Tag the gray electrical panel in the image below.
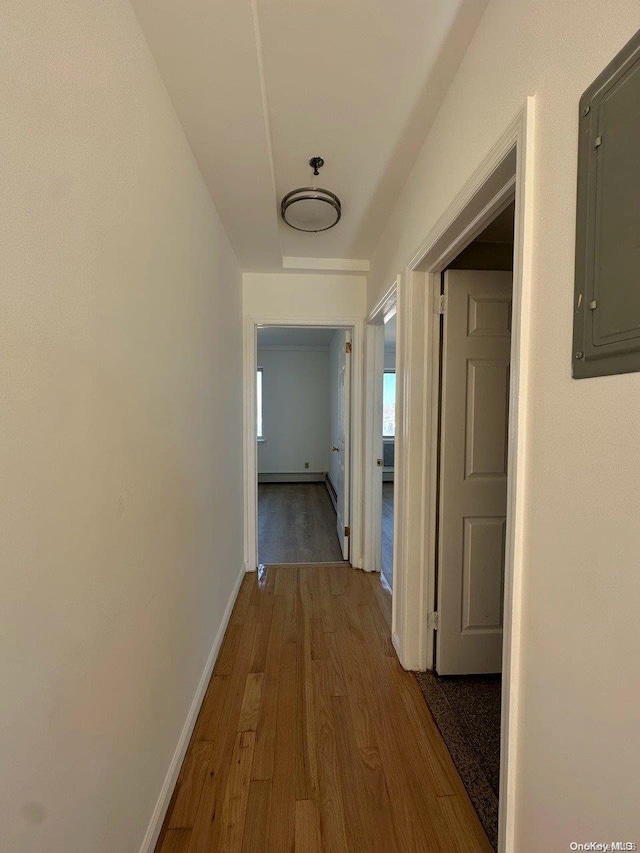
[572,32,640,379]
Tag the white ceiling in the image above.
[132,0,487,271]
[258,326,336,349]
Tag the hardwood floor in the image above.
[258,483,342,564]
[382,483,393,589]
[156,564,492,853]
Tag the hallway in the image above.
[156,565,491,853]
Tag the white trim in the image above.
[258,344,329,352]
[140,566,246,853]
[242,315,364,571]
[393,97,535,853]
[282,256,371,273]
[363,276,400,572]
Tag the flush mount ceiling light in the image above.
[280,157,342,233]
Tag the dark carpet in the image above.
[415,672,502,849]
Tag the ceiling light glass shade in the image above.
[280,187,342,232]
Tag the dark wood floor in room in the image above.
[382,483,393,588]
[156,564,491,853]
[258,483,342,564]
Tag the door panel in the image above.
[436,270,512,675]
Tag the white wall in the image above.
[369,0,640,853]
[242,273,367,323]
[0,0,242,853]
[258,347,331,474]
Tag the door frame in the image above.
[364,276,400,576]
[392,96,535,853]
[242,315,363,572]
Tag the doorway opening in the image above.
[418,201,515,848]
[380,311,397,590]
[255,325,352,565]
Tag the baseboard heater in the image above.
[324,474,338,510]
[258,471,325,483]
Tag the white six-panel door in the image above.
[436,270,512,675]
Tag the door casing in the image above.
[243,316,364,572]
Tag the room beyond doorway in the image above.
[256,326,351,565]
[258,483,342,565]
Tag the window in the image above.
[382,370,396,438]
[256,367,264,441]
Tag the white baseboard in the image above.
[140,566,246,853]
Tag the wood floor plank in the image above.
[252,596,284,780]
[213,625,242,675]
[242,779,271,853]
[238,672,264,732]
[229,574,253,625]
[312,661,349,853]
[296,603,318,800]
[438,797,493,853]
[189,621,256,853]
[192,675,231,741]
[213,731,256,853]
[159,829,191,853]
[251,620,273,672]
[156,565,491,853]
[295,800,322,853]
[169,741,213,829]
[266,643,297,853]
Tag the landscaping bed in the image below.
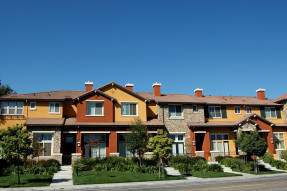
[73,171,185,185]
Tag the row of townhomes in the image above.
[0,82,287,164]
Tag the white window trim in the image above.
[30,102,36,111]
[245,107,252,114]
[86,100,105,117]
[32,131,55,157]
[168,104,184,119]
[234,106,241,115]
[264,107,278,119]
[0,101,25,116]
[120,101,139,117]
[49,102,61,114]
[207,106,222,119]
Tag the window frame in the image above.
[208,106,222,119]
[121,101,138,117]
[273,132,286,150]
[234,106,241,115]
[264,107,278,119]
[0,101,25,116]
[245,106,252,114]
[30,102,36,111]
[49,102,61,114]
[168,104,183,119]
[86,100,105,117]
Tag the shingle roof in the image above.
[137,92,204,104]
[24,118,65,126]
[0,90,84,101]
[65,118,164,127]
[200,95,281,106]
[274,93,287,103]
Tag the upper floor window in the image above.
[234,106,241,114]
[208,106,222,118]
[168,105,182,117]
[265,107,277,119]
[273,133,285,150]
[122,103,138,116]
[49,102,60,113]
[246,107,252,114]
[87,101,104,116]
[1,101,24,115]
[30,102,36,110]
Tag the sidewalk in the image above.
[0,173,287,191]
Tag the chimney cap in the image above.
[152,82,161,87]
[194,88,203,92]
[256,88,265,92]
[85,81,94,85]
[126,83,134,87]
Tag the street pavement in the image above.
[1,173,287,191]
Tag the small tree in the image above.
[147,130,173,178]
[235,131,268,173]
[128,118,148,166]
[0,125,33,184]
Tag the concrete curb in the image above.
[0,173,287,191]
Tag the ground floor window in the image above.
[273,133,285,150]
[169,134,184,155]
[34,133,53,156]
[84,134,106,158]
[210,133,229,156]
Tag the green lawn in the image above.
[73,171,185,185]
[238,169,285,175]
[0,175,53,188]
[191,172,242,178]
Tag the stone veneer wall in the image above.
[27,127,62,164]
[156,104,205,154]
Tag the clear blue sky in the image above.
[0,0,287,98]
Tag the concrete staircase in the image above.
[50,166,73,187]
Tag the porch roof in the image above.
[24,118,65,126]
[65,118,164,127]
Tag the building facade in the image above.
[0,82,287,164]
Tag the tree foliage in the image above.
[0,126,33,184]
[128,118,148,166]
[147,130,173,159]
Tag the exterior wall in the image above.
[63,101,77,117]
[205,105,287,124]
[77,95,114,122]
[147,102,156,117]
[103,86,147,122]
[156,104,204,154]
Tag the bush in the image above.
[281,151,287,161]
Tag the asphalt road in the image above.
[75,176,287,191]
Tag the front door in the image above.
[63,134,76,165]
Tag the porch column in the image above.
[202,128,210,160]
[109,131,119,156]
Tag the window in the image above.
[273,133,285,150]
[234,106,241,114]
[265,107,277,119]
[208,106,222,118]
[49,102,60,113]
[210,133,229,156]
[34,133,53,156]
[84,134,106,158]
[30,102,36,110]
[87,101,104,116]
[1,101,24,115]
[168,105,182,117]
[169,135,184,155]
[246,107,252,114]
[122,103,137,116]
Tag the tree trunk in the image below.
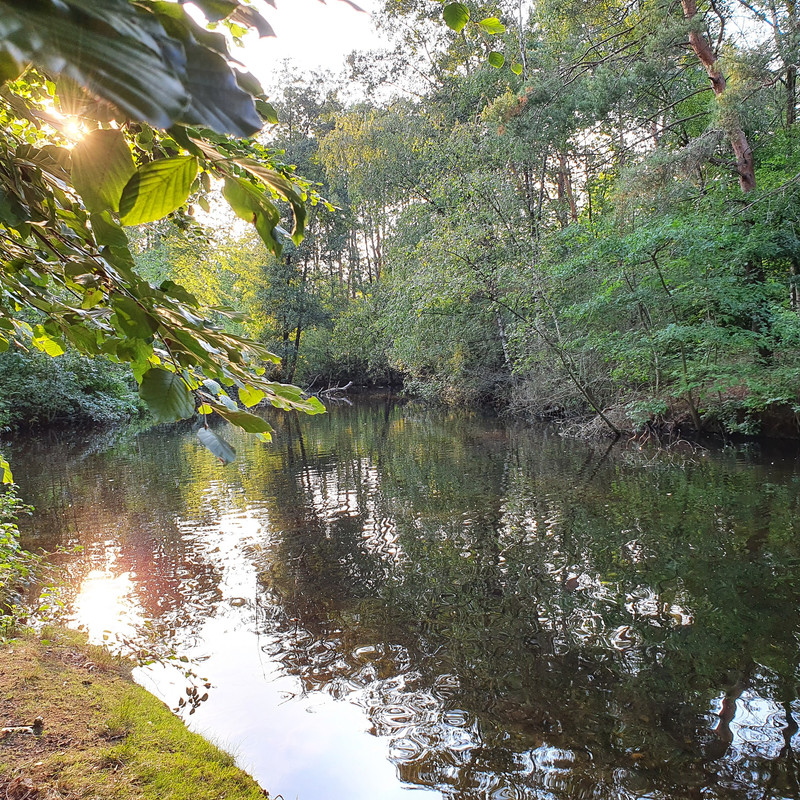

•••

● SHORT PROBLEM: Scale the items from the line with "Tag the doorway opening in the image above." up to and including the line with "[207,106,222,119]", keeping the requests unchanged and multiplying every bounding-box coordinate in the answers by 0.95, rounded to whole numbers with halves going up. Give only those lines, and leave the pictures out.

● COMPLETE OUTPUT:
Tag the doorway opening in the image above.
[397,191,489,806]
[361,295,377,561]
[242,309,334,537]
Tag the baseboard heater in the image above.
[308,450,321,485]
[245,447,309,459]
Tag the white six-panel door in the image above.
[414,257,486,641]
Tag the door casing in the image above.
[231,300,346,543]
Tag the room beyond doorway in the image above.
[243,310,333,537]
[245,459,325,537]
Tag the window in the image above.
[363,352,376,416]
[243,349,251,419]
Tag the white baseboard in the image above.
[133,538,234,810]
Tag the wood floor plank in the image above.
[239,566,270,741]
[202,594,230,641]
[230,740,257,810]
[226,638,251,695]
[218,545,240,594]
[296,628,332,810]
[281,573,302,760]
[416,757,468,810]
[180,590,243,810]
[182,641,219,704]
[202,694,243,810]
[151,788,181,810]
[238,589,259,638]
[148,537,466,810]
[280,760,306,810]
[161,704,202,788]
[253,611,282,810]
Tag the landscaping bed in the image below.
[69,162,176,176]
Tag the row of townhomes in the image above.
[0,78,273,156]
Tag the white window trim in the image above.
[29,97,34,105]
[233,102,239,108]
[82,95,100,111]
[30,124,52,149]
[160,99,175,113]
[222,101,229,109]
[251,102,264,113]
[0,96,24,110]
[114,96,132,111]
[47,97,58,108]
[197,101,211,113]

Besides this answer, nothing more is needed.